# Actions demandées
1. Recopiez l'extrait à lire mot pour mot, en commençant à « Ce n’est pas » et en terminant à « encore à trancher. ».
2. Répondez brièvement à ces questions sur l'extrait à lire :
(a) Quel est le seuil de réussite d'une note sur 20 ?
(b) À quelle date a été rendu l'arrêt du Conseil d'État ?
(c) Qui doit d'abord valider ces points avant le Gouvernement ?

# Extrait à lire
Ce n’est pas encore l’heure des conclusions, car ces points devront de toute façon être validés par le Conseil d’Administration de l’ARES, puis faire l’objet de débats et de décisions au Gouvernement, puis au Parlement. Le groupe de travail est à l’ouvrage. Il faut le laisser poursuivre son travail en toute sérénité en particulier parce que beaucoup de questions restent encore à trancher.
Ajoutons encore que de nombreux débats ont eu lieu, lors de l’adoption du décret «Paysage», sur la notation des unités d’enseignement, car elle touche à l’un des fondements mêmes du métier d’enseignant, à savoir l’évaluation des compétences des étudiants dans le respect de la liberté académique des enseignants et la transcription du résultat de cette évaluation sous la forme d’une note de 0 à 20, en considérant le seuil de réussite fixé à 10 sur 20. Si l’évaluation des unités d’enseignement relève de la responsabilité et de l’autonomie des jurys, elle est néanmoins encadrée et restreinte par l’article 77 et les articles 137 à 141 du décret «Paysage».
En outre, les règles de transparence de l’évaluation ont été confortées par un arrêt du Conseil d’État du 3 novembre 2015 qui confirme qu’un jury a le droit de déterminer librement les conditions de validation d’une unité d’enseignement, pour peu que ces conditions et les modes d’évaluation de celle-ci soient clairement communiqués sur la fiche ECTS (European Credit Transfer System).

# Informations fournies
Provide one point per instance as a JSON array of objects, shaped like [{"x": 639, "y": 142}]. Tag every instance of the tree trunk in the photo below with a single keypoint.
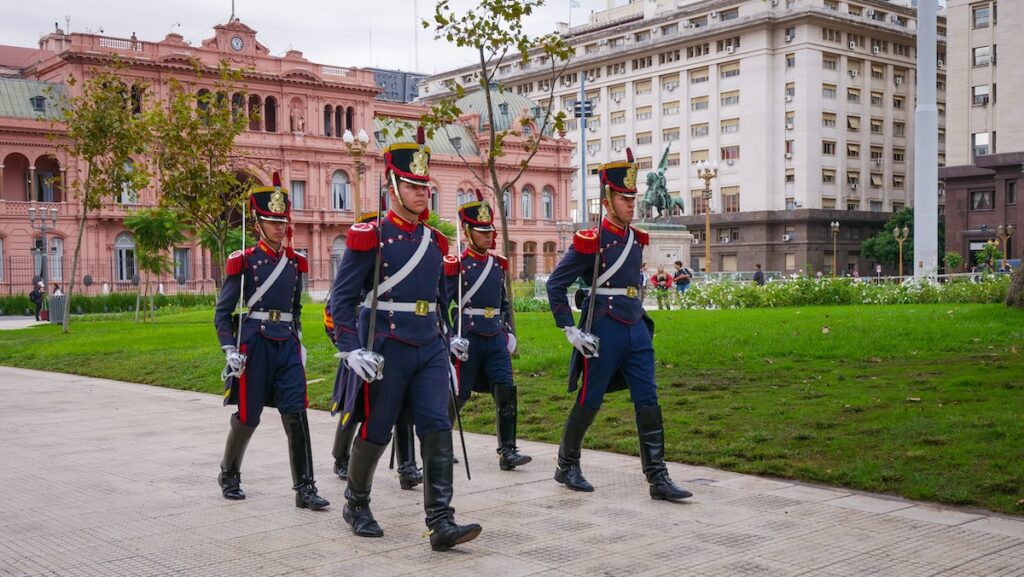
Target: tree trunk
[
  {"x": 1015, "y": 295},
  {"x": 74, "y": 266}
]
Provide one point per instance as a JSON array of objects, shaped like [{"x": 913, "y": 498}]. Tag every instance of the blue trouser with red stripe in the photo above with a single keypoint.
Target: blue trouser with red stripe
[
  {"x": 414, "y": 376},
  {"x": 273, "y": 375},
  {"x": 624, "y": 347}
]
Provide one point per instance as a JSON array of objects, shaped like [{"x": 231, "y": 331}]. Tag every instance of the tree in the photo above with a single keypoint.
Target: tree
[
  {"x": 101, "y": 130},
  {"x": 156, "y": 231},
  {"x": 495, "y": 30},
  {"x": 194, "y": 138}
]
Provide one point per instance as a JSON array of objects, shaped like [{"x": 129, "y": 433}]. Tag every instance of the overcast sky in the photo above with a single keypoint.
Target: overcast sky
[{"x": 348, "y": 33}]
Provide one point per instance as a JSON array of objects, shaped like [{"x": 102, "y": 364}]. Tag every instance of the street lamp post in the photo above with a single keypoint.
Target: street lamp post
[
  {"x": 835, "y": 229},
  {"x": 707, "y": 171},
  {"x": 356, "y": 147},
  {"x": 44, "y": 222},
  {"x": 901, "y": 237},
  {"x": 1004, "y": 234}
]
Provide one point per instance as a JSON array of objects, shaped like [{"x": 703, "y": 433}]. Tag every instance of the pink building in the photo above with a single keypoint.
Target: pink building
[{"x": 304, "y": 109}]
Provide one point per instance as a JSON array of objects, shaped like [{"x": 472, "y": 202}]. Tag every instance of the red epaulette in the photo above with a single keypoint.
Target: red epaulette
[
  {"x": 452, "y": 264},
  {"x": 585, "y": 242},
  {"x": 642, "y": 237},
  {"x": 361, "y": 236},
  {"x": 439, "y": 237},
  {"x": 236, "y": 262}
]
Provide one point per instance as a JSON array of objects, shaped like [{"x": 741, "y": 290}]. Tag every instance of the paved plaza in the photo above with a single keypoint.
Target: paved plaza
[{"x": 108, "y": 479}]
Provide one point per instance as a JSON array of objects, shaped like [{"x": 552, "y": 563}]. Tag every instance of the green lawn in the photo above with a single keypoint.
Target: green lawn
[{"x": 920, "y": 401}]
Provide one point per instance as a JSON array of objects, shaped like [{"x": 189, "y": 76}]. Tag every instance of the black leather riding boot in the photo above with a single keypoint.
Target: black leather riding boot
[
  {"x": 651, "y": 435},
  {"x": 569, "y": 449},
  {"x": 444, "y": 534},
  {"x": 301, "y": 457},
  {"x": 230, "y": 466},
  {"x": 404, "y": 446},
  {"x": 343, "y": 448},
  {"x": 360, "y": 480},
  {"x": 505, "y": 401}
]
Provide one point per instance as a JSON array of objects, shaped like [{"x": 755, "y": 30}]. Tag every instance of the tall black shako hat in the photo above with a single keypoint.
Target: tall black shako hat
[
  {"x": 409, "y": 162},
  {"x": 477, "y": 214},
  {"x": 270, "y": 203},
  {"x": 620, "y": 176}
]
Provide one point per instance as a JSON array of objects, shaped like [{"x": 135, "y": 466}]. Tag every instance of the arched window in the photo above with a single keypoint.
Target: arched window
[
  {"x": 340, "y": 194},
  {"x": 337, "y": 251},
  {"x": 526, "y": 202},
  {"x": 270, "y": 114},
  {"x": 327, "y": 120},
  {"x": 128, "y": 194},
  {"x": 124, "y": 257},
  {"x": 548, "y": 204},
  {"x": 255, "y": 123}
]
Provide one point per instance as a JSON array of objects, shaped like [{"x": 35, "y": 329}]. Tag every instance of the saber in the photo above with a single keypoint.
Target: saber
[{"x": 597, "y": 263}]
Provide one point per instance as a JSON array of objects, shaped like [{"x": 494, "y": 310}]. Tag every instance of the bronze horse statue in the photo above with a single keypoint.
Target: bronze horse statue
[{"x": 657, "y": 193}]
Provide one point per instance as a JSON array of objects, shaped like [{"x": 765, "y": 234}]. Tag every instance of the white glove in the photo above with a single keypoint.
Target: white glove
[
  {"x": 586, "y": 343},
  {"x": 233, "y": 358},
  {"x": 459, "y": 346},
  {"x": 367, "y": 365}
]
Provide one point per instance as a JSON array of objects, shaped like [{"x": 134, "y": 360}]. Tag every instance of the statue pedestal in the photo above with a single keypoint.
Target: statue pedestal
[{"x": 668, "y": 244}]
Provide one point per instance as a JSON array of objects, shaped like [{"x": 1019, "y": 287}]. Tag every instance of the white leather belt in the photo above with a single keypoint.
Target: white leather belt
[
  {"x": 486, "y": 313},
  {"x": 273, "y": 316},
  {"x": 420, "y": 307},
  {"x": 632, "y": 292}
]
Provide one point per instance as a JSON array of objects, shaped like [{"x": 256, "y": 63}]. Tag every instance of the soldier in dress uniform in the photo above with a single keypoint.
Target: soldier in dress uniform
[
  {"x": 617, "y": 352},
  {"x": 265, "y": 361},
  {"x": 404, "y": 441},
  {"x": 486, "y": 334},
  {"x": 398, "y": 259}
]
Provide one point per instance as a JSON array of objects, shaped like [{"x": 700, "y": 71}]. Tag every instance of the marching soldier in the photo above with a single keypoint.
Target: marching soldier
[
  {"x": 483, "y": 329},
  {"x": 612, "y": 348},
  {"x": 393, "y": 268},
  {"x": 265, "y": 356},
  {"x": 404, "y": 443}
]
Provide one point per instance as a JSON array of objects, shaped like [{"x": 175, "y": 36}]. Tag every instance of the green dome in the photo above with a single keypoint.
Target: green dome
[{"x": 509, "y": 108}]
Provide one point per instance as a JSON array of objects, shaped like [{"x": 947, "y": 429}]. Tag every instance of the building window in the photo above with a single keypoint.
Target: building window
[
  {"x": 979, "y": 143},
  {"x": 981, "y": 16},
  {"x": 124, "y": 257},
  {"x": 340, "y": 194},
  {"x": 730, "y": 153},
  {"x": 182, "y": 264},
  {"x": 981, "y": 56},
  {"x": 730, "y": 200},
  {"x": 980, "y": 94},
  {"x": 298, "y": 194},
  {"x": 526, "y": 202},
  {"x": 981, "y": 200}
]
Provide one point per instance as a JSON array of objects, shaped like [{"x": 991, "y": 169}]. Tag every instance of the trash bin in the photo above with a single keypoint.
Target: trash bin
[{"x": 56, "y": 308}]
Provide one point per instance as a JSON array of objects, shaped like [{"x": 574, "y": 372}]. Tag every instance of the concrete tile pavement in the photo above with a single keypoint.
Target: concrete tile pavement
[{"x": 109, "y": 479}]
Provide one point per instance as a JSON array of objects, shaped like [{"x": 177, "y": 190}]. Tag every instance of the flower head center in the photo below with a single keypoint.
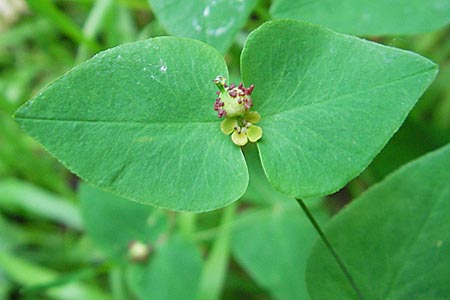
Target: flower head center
[{"x": 233, "y": 104}]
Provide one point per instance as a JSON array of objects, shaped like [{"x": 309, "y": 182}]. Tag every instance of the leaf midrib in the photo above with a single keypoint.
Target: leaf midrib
[
  {"x": 431, "y": 68},
  {"x": 113, "y": 122}
]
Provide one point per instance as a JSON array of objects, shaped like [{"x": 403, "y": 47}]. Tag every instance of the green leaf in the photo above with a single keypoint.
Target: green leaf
[
  {"x": 368, "y": 17},
  {"x": 259, "y": 190},
  {"x": 273, "y": 245},
  {"x": 394, "y": 239},
  {"x": 138, "y": 120},
  {"x": 215, "y": 22},
  {"x": 328, "y": 102},
  {"x": 172, "y": 272},
  {"x": 113, "y": 222}
]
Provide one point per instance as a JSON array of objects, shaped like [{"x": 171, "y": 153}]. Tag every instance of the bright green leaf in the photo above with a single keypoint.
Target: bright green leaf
[
  {"x": 138, "y": 120},
  {"x": 113, "y": 222},
  {"x": 368, "y": 17},
  {"x": 394, "y": 239},
  {"x": 273, "y": 245},
  {"x": 328, "y": 102},
  {"x": 172, "y": 272},
  {"x": 215, "y": 22}
]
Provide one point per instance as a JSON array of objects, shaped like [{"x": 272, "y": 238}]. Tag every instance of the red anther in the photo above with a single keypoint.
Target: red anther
[{"x": 250, "y": 90}]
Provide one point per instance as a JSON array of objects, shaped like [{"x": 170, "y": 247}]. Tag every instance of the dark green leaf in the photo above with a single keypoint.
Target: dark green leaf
[
  {"x": 328, "y": 102},
  {"x": 368, "y": 17},
  {"x": 394, "y": 239},
  {"x": 138, "y": 120},
  {"x": 273, "y": 245}
]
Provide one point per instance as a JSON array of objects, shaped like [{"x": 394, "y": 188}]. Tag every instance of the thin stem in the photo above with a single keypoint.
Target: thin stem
[{"x": 328, "y": 244}]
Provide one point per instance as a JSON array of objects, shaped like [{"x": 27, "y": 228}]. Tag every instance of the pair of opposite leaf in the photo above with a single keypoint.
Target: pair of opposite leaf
[{"x": 137, "y": 119}]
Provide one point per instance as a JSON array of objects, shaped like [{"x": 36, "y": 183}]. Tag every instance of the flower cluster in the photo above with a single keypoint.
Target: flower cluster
[
  {"x": 234, "y": 104},
  {"x": 232, "y": 100}
]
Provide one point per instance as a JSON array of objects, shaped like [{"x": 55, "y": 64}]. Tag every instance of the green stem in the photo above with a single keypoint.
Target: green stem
[
  {"x": 328, "y": 245},
  {"x": 117, "y": 283},
  {"x": 215, "y": 268}
]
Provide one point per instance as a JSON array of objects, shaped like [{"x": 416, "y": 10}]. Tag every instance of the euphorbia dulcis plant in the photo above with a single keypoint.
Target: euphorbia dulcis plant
[{"x": 138, "y": 119}]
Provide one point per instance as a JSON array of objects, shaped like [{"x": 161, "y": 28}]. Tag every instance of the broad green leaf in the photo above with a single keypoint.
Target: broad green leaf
[
  {"x": 394, "y": 239},
  {"x": 368, "y": 17},
  {"x": 172, "y": 272},
  {"x": 113, "y": 222},
  {"x": 273, "y": 245},
  {"x": 138, "y": 120},
  {"x": 328, "y": 102},
  {"x": 215, "y": 22}
]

# Réponses attendues
1.
Ce n’est pas encore l’heure des conclusions, car ces points devront de toute façon être validés par le Conseil d’Administration de l’ARES, puis faire l’objet de débats et de décisions au Gouvernement, puis au Parlement. Le groupe de travail est à l’ouvrage. Il faut le laisser poursuivre son travail en toute sérénité en particulier parce que beaucoup de questions restent encore à trancher.

2.
(a) 10 sur 20.
(b) Le 3 novembre 2015.
(c) Le Conseil d'Administration de l'ARES.